QUÉ SE PIDE:
• a. Indica qué afirmó Píndaro según el texto sobre la máscara y el rostro.
• b. Extrae literalmente del texto sobre la máscara y el rostro el tramo que va desde "por José Bergamín" hasta "no al revés.".
• c. Escribe la continuación del texto sobre la máscara y el rostro a partir del punto en que se detiene.

La máscara y el rostro

por José Bergamín

 

"!Tan cerca hay de mi! y tan lejos
vivo de lo racional!"

Calderón

"La mejor máscara es el rostro". pensaba Nietzsche.

El rostro es la mascara del hombre porque enmascara una calavera: porque es la mascara de la muerte? Máscara de cristal, por dentro; de sangre. por fuera.

"APRENDE a ser el que eres", afirmó Píndaro. Y nuestro Calderón, al paño: aprende a ser el que sueñas. A ser el que sueñas y no a soñar el que eres, como hacen todos: "todos sueñan lo que son — aunque ninguno lo entiende". No entienden que sueñan porque no entienden lo que son: su sueño de vida; por soñar lo que son en vez de soñar lo que no son. "El hombre que vive sueña lo que es..." nos dice el poeta: "hasta despertar". Sueña el rico, que es rico y el pobre que es pobre: y no al revés.

Segismundo sueña despierto porque cree soñar lo quo no era. El hombre que se despierta soñando, como Segismundo, deja de ser el que era para aprender a serlo de nuevo; para aprender a ser el que sueña, para despertar, avivando el seso, su propia alma dormida. Al contemplar lo pasajero de su sueño, lo efímero y fugitivo de el, una sola verdad le queda entre los dedos del recuerdo: la del amor. Y por ese hilillo sutilísimo va sacando el ovillado afán de un alma soñadora, hasta prenderlo o aprenderlo de su propio pensar interrogante. Somos lo que soñamos ser cuando no soñamos lo que somos, sino lo que no somos; haciéndonos sueño de verdad la verdad del sueño. La máscara de lo soñado moldea nuevamente el rostro vivo y lo trasfigura en su divina y sobrenatural transparencia. La máscara de la muerte, por la sangre, vuelve a colorearse de nueva, inmortal vida. Y si todavía soñamos que soñamos, como nos dice Novalis, es, porque estando tan cerca del despertar, el sueño se defiende a si mismo, defendiéndonos con su presencia: que el sueño es guardián del que duerme y no le deja despertar mientras el puede: el sueño de la vida. Porque "todo lo que vemos cuando estamos despiertos, añade el griego, es muerte, como todo lo que vemos cuando dormimos y soñamos es sueño". Aprende a ser el que eres hasta dejar de serlo. Aprende a ser sueño, como el Segismundo calderoniano: hasta despertar, para serlo dejándolo de ser.

UN sueño saca otro sueño como un clavo saca otro clavo.

"TODO lo que no es claro no es francés", dice la famosa frase de Rivarol. Luego todo lo que no es oscuro, o claro-oscuro, no es español.

REGISTROS LISTADOS:
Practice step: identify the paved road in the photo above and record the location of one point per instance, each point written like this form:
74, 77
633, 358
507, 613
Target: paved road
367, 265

RESPUESTAS POR TAREA:
• a. Píndaro afirmó: "Aprende a ser el que eres".

• b.
por José Bergamín

 

"!Tan cerca hay de mi! y tan lejos
vivo de lo racional!"

Calderón

"La mejor máscara es el rostro". pensaba Nietzsche.

El rostro es la mascara del hombre porque enmascara una calavera: porque es la mascara de la muerte? Máscara de cristal, por dentro; de sangre. por fuera.

"APRENDE a ser el que eres", afirmó Píndaro. Y nuestro Calderón, al paño: aprende a ser el que sueñas. A ser el que sueñas y no a soñar el que eres, como hacen todos: "todos sueñan lo que son — aunque ninguno lo entiende". No entienden que sueñan porque no entienden lo que son: su sueño de vida; por soñar lo que son en vez de soñar lo que no son. "El hombre que vive sueña lo que es..." nos dice el poeta: "hasta despertar". Sueña el rico, que es rico y el pobre que es pobre: y no al revés.

• c.
TENER verdad no es lo mismo que tener razón. Puede ser todo lo contrario. Es lo que nos enseña Cervantes en el QUIJOTE. Para poder tener verdad hay que dejar de tener razón. Este ética, poética y política de la burla, puede perecernos la esencia o quinta-esencia del pensamiento irracional cervantino; el eje o núcleo o médula de toda la poesía mejor española: la de Cervantes y de Lope, como la de Quevedo y San Juan y Santa Teresa y Calderón; lo quo tan puramente vio, sintió, pensó, vivió, exprimió o expresó Unamuno. Don Miguel no quería razonar el goce ni gozarse en la razón, ni dolerse de ella, ni razonar tampoco el sufrimiento. "verdad y vida, pues, y no razón ni goce", me escribía, diciéndome: "Son mi divisa". Que fue también su hado; su más libremente aceptado destino de hombre, de nada menos que todo un hombre: al aprender a serlo hasta dejar de serlo; dejándolo de ser por sacrificar la pasión, a la vida; la razón, a la verdad: como Don Quijote. Como Cervantes.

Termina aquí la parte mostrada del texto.